Ejercicio 1 =
Entrega como CSV de dos columnas, "texto" y "respuesta", el tramo del listado que empieza en la línea que contiene "Spot the paving stone in this photo." y sigue hasta la línea que contiene "[619,261,639,276]", ambas incluidas. Pon una fila por cada texto con sus respuestas, cada campo entre comillas y con los saltos de línea cambiados por espacios.

Pasaje extraído =
####

La cámara miente, todo el tiempo. Miente a 24 cuadros por segundo. Brian de Palma.
Si un hombre se deja llevar por el crimen, pronto piensa en robar. Y lo siguiente a robar es beber y no guardar las fiestas. De ahí a llegar tarde y ser un maleducado no hay más que un paso.
Thomas De Quincey
Mediante la adaptación de una exitosa novela de Tom Wolfe, el impulsor y teórico del famoso movimiento conocido como “nuevo periodismo”, capaz, según él de desbancar a la novela como género literario, por su capacidad de reflejar los cambios y el estilo de vida actual; Brian De Palma ensanchó su dominio habitual –El fantasma del paraíso, Carrie, Furia, Pulsiones, Vestida para matar, Scarface, Doble de cuerpo, Los intocables y Pecados de guerra– para desnudar en el sentido absoluto del término, a la sociedad estadounidense a través del microcosmos caricaturesco que representa y simboliza el universo de Nueva York, La hoguera de las vanidades se presenta como una fábula dirigida a aquellos que pierden su alma con el fin de ganar el mundo.

####

Listado del ejercicio =
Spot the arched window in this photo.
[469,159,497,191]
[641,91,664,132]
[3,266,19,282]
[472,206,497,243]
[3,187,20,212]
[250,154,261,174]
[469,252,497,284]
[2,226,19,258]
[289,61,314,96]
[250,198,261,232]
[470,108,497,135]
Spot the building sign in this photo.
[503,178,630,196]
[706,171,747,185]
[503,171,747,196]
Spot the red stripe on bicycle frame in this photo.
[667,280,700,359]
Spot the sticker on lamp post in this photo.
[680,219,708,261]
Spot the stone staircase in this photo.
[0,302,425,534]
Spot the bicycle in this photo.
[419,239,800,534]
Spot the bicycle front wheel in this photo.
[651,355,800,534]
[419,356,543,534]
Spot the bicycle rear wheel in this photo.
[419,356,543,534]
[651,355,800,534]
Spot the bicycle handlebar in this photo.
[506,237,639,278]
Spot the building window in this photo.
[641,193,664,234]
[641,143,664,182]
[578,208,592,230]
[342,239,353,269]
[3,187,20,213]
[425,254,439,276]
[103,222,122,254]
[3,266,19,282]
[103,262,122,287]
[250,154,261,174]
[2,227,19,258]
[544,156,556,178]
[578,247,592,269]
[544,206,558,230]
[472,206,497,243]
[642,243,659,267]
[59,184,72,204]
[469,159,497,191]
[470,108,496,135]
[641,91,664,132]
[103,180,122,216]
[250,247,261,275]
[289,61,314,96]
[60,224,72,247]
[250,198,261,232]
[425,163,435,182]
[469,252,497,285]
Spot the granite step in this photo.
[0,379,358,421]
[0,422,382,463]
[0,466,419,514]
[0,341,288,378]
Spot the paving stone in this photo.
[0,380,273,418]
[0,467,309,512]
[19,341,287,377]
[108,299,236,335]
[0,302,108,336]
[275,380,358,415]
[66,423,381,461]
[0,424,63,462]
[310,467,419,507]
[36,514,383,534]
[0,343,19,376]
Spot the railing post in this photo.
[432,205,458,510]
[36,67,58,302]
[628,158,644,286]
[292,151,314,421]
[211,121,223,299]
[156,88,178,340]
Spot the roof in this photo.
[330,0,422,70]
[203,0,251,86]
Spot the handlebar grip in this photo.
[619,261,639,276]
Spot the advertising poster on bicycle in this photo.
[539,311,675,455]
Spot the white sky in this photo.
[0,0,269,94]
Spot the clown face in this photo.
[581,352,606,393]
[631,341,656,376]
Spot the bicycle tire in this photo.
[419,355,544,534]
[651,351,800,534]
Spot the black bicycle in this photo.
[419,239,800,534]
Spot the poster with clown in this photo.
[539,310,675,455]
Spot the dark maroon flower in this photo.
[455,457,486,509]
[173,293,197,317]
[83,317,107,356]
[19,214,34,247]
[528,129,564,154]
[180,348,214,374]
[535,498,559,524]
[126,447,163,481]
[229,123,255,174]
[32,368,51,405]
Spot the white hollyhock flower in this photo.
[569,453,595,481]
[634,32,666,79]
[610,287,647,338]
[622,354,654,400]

####

Ejercicio 2 =
Imprime sin cambios el pasaje extraído, empezando en "Si un hombre" y siguiendo hasta "que un paso.".

Respuesta completa 1 =
texto,respuesta
"Spot the paving stone in this photo.","[0,380,273,418] [0,467,309,512] [19,341,287,377] [108,299,236,335] [0,302,108,336] [275,380,358,415] [66,423,381,461] [0,424,63,462] [310,467,419,507] [36,514,383,534] [0,343,19,376]"
"Spot the railing post in this photo.","[432,205,458,510] [36,67,58,302] [628,158,644,286] [292,151,314,421] [211,121,223,299] [156,88,178,340]"
"Spot the roof in this photo.","[330,0,422,70] [203,0,251,86]"
"Spot the handlebar grip in this photo.","[619,261,639,276]"

Respuesta completa 2 =
Si un hombre se deja llevar por el crimen, pronto piensa en robar. Y lo siguiente a robar es beber y no guardar las fiestas. De ahí a llegar tarde y ser un maleducado no hay más que un paso.